Training a Classification Model

Introduction

In this tutorial, we will show you how to train a Rock-paper-scissors classifier with the supervised classification module of Metavision ML. We will walk you through the whole training pipeline, from data acquisition to model deployment.

Dataset

We use Chifoumi dataset, recorded with Prophesee EVK1 Gen3.1 (VGA). The dataset contains in total 2576 samples, each of which captures a motion sequence of gesture entering and leaving the scene. The data is collected under the following conditions:

  • 3 different speed: slow, normal, fast

  • with left and right hand

  • 10-50 cm distance to the camera

  • 20 recordings contains flickering

The data was first auto-labeled based on the event rate and then corrected manually. Let’s take a quick look at the data.

import os
import numpy as np
import torch
from metavision_core.event_io import EventsIterator
from metavision_sdk_core import BaseFrameGenerationAlgorithm
import cv2
  1. Load one data sample

DAT_FILE = /pah/to/chifoumi/scissors_right_close_slow_standing_recording_020_2021-09-14_15-10-27_cd.dat
label_file = DAT_FILE.split("_cd.dat")[0] + "_bbox.npy" # leveraging default EventBbox format, no bbox is required
assert os.path.isfile(label_file), "check your label input path!"
assert os.path.isfile(DAT_FILE), "check your DAT input path!"
LABEL_DICT = {"0": "paper", "1": "rock", "2": "scissor"}
VIZ_WINDOW = "Data Sample Visualization"

Stated exercise 1:
According to the tutorial, which camera was used to record the Chifoumi dataset?
Stated exercise 2:
Rewrite the passage of the tutorial starting with "Introduction" and going on through "to model deployment.", substituting "lesson" for "tutorial".
Draw only on the tutorial for your answers.

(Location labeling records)
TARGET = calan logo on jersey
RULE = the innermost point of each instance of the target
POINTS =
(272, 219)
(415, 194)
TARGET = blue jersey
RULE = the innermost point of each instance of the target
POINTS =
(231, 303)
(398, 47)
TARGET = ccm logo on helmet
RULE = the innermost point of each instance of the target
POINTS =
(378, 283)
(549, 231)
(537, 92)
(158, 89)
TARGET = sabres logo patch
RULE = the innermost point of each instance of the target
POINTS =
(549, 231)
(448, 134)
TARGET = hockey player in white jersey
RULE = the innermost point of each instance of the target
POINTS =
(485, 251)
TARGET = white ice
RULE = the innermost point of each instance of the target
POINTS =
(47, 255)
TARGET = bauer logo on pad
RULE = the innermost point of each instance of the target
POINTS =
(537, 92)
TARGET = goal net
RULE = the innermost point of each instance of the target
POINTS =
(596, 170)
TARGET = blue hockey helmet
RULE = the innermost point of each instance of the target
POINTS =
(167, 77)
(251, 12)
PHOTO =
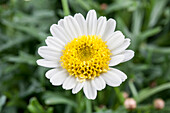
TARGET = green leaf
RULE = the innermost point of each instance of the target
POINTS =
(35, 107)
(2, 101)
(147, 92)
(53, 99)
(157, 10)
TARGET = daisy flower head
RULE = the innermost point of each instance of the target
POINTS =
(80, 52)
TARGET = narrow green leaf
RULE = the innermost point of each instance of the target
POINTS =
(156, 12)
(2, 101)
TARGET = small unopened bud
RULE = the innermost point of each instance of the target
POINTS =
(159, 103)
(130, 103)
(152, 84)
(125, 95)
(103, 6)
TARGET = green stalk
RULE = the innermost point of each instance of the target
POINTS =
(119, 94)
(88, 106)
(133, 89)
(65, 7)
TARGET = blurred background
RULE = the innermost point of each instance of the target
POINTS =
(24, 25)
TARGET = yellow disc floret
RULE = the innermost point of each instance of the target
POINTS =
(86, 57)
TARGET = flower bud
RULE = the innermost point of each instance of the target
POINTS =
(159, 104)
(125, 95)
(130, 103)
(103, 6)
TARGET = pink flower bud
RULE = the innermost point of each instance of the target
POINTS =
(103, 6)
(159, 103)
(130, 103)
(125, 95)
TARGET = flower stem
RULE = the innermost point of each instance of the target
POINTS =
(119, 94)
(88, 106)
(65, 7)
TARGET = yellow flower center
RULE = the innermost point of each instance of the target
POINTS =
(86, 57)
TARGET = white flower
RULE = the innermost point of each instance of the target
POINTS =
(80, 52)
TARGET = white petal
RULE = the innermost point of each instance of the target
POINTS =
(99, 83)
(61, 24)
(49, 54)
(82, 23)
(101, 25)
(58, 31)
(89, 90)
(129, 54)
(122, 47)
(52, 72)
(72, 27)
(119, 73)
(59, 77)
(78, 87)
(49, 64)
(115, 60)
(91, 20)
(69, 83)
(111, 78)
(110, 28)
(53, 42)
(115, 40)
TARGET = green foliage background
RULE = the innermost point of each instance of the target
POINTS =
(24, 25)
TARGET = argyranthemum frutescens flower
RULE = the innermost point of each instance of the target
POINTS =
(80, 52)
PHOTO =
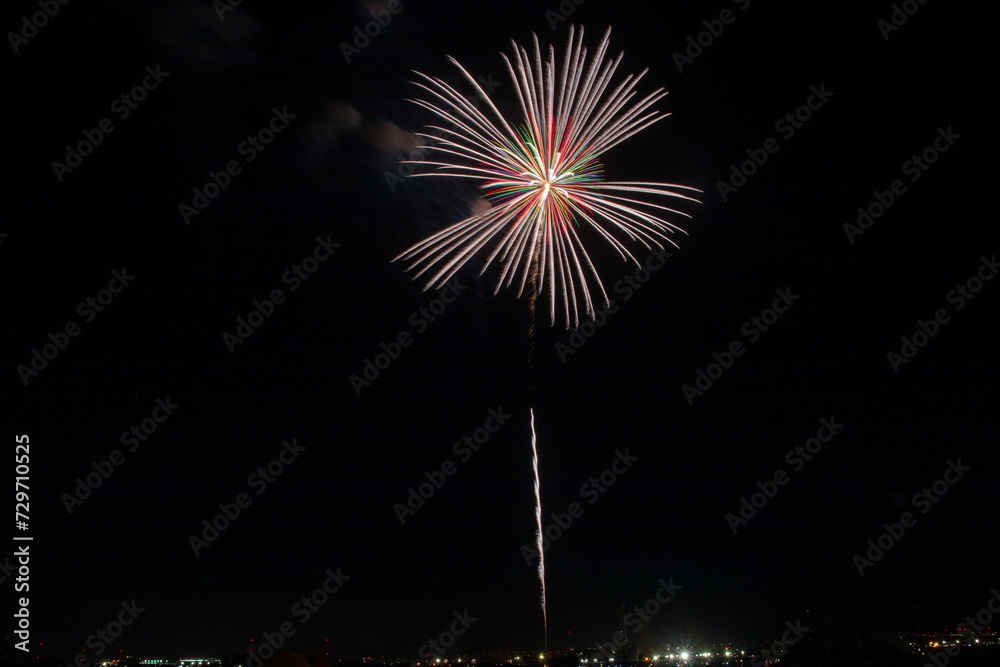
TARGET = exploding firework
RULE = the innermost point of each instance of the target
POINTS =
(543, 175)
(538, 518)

Worked solution 1:
Prophesee EVK1 Gen3.1 (VGA).

Worked solution 2:
Introduction

In this lesson, we will show you how to train a Rock-paper-scissors classifier with the supervised classification module of Metavision ML. We will walk you through the whole training pipeline, from data acquisition to model deployment.